Point localization data
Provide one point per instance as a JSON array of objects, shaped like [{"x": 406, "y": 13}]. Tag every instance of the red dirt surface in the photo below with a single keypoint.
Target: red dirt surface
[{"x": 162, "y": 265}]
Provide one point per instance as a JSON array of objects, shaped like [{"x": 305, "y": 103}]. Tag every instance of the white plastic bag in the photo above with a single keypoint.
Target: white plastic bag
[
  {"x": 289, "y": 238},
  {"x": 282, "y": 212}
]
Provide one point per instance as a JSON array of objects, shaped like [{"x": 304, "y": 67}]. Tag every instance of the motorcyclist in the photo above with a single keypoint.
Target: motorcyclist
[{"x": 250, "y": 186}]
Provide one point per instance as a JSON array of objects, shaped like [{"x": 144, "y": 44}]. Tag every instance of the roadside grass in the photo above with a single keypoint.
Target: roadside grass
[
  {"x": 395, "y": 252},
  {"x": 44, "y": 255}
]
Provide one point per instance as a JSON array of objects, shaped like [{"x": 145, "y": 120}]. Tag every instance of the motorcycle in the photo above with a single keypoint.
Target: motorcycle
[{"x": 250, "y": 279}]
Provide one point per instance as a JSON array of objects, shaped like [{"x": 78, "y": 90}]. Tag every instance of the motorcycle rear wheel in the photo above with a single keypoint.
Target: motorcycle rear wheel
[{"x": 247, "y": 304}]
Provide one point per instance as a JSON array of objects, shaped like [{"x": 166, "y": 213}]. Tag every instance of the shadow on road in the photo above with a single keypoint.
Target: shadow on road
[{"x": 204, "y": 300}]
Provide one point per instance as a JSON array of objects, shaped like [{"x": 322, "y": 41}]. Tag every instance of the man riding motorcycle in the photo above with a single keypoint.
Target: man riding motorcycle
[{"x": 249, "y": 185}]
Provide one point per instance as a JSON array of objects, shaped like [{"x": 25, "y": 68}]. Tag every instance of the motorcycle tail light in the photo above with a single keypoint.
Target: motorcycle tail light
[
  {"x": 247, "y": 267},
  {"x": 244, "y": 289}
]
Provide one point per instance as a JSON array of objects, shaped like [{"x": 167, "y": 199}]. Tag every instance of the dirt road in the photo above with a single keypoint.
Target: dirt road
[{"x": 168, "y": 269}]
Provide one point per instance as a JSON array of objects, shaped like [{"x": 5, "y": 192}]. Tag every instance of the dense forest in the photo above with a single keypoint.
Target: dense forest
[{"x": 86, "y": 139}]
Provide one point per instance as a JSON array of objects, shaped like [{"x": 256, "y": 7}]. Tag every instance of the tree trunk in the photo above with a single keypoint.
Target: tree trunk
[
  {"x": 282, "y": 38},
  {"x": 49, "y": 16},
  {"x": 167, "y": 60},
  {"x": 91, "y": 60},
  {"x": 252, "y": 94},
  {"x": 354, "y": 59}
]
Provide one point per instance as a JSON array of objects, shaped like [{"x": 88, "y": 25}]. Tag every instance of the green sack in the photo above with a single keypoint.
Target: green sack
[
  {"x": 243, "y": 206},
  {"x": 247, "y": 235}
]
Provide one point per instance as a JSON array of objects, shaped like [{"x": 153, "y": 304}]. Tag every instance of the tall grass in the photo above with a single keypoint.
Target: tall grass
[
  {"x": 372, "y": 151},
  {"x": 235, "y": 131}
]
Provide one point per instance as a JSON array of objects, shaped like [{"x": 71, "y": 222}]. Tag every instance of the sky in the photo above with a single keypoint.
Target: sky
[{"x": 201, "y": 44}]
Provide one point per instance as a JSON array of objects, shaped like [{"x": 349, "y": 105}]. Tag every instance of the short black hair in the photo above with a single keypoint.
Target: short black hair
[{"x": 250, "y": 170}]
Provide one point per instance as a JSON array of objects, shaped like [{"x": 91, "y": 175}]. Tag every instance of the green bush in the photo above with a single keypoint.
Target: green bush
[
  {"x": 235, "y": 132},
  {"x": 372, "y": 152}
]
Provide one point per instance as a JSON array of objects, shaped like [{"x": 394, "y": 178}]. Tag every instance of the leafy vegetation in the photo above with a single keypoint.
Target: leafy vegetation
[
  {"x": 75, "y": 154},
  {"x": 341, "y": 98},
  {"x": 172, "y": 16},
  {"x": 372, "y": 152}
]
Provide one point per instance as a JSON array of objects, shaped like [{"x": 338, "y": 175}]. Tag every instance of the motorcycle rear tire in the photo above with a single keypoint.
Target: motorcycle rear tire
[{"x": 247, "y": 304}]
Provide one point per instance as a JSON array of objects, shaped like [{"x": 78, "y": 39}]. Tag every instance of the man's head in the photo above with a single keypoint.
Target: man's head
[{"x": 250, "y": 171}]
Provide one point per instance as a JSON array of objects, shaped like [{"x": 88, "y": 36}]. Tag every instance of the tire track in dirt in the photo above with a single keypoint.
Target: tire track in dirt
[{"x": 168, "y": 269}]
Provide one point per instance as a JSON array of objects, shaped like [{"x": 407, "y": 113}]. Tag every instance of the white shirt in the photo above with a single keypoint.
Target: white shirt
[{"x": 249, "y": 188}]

• **What to do**
Starting at the line that contains "the white shirt", quote each remaining line of the entries above, unchanged.

• **Your solution**
Provide one point per instance as a JSON array of objects, shaped like [{"x": 407, "y": 113}]. Tag every instance of the white shirt in the photo above with a single keypoint.
Target: white shirt
[{"x": 249, "y": 188}]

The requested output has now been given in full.